┏━━

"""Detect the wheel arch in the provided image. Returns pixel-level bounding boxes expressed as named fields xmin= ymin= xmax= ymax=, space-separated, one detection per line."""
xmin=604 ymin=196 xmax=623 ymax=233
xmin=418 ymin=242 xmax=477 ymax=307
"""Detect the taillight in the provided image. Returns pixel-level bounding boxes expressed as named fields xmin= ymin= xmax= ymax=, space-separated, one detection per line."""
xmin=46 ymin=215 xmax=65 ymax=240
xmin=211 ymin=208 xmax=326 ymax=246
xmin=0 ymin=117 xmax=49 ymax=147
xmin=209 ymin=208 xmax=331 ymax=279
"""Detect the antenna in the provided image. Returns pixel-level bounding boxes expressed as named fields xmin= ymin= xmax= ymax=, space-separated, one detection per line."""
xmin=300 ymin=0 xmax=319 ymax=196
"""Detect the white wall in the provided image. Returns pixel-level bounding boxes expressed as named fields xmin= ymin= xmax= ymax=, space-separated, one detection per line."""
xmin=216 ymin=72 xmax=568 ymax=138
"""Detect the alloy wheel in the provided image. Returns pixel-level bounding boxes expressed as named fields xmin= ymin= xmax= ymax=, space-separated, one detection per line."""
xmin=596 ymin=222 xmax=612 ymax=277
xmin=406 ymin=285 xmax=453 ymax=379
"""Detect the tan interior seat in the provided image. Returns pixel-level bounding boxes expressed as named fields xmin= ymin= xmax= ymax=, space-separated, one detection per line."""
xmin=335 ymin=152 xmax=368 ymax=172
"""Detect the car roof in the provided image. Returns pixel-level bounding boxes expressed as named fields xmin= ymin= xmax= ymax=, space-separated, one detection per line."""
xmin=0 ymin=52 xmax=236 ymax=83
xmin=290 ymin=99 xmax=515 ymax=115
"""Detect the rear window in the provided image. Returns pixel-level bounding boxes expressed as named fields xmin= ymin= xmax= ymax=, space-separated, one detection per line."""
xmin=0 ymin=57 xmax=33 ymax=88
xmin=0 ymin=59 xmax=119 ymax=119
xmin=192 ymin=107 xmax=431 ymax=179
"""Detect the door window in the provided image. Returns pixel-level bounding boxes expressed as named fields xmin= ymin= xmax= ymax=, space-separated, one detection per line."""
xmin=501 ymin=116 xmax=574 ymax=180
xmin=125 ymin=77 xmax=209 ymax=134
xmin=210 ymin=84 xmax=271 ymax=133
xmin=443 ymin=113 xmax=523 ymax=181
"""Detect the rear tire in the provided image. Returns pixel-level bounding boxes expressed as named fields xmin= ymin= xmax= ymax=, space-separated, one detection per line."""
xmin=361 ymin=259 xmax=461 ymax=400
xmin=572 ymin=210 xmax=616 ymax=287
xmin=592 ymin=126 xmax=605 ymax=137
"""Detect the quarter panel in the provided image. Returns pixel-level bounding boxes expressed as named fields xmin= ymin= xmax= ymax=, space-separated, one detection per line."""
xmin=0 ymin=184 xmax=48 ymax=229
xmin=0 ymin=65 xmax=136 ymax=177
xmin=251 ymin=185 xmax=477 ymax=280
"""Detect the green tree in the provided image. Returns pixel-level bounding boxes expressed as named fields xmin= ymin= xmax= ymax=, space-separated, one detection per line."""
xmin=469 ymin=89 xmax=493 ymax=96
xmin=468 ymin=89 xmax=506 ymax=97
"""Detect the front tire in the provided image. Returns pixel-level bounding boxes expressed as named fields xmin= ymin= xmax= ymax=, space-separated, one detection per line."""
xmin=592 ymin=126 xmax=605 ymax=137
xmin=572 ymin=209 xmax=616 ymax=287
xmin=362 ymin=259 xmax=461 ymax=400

┗━━

Transcribe exactly the line containing "the quarter panel" along with all later lines of the material, through its last line. Add nothing.

"""Detect the quarter panel in the provided image. Returns pixel-level bounding boxes expressed as named fields xmin= ymin= xmax= ymax=, space-separated, one detection per line."""
xmin=0 ymin=184 xmax=48 ymax=229
xmin=0 ymin=65 xmax=136 ymax=177
xmin=251 ymin=185 xmax=477 ymax=280
"""Detect the green tree in the provided image. Returns pixel-level bounding boxes expressed as named fields xmin= ymin= xmax= ymax=, space-separated, one detection per line."""
xmin=469 ymin=89 xmax=493 ymax=96
xmin=468 ymin=89 xmax=506 ymax=97
"""Detect the front tire in the provided image. Returns pixel-level bounding boxes expressed as named fields xmin= ymin= xmax= ymax=, space-separated, one detection per line."""
xmin=592 ymin=126 xmax=605 ymax=137
xmin=572 ymin=209 xmax=616 ymax=287
xmin=362 ymin=259 xmax=461 ymax=400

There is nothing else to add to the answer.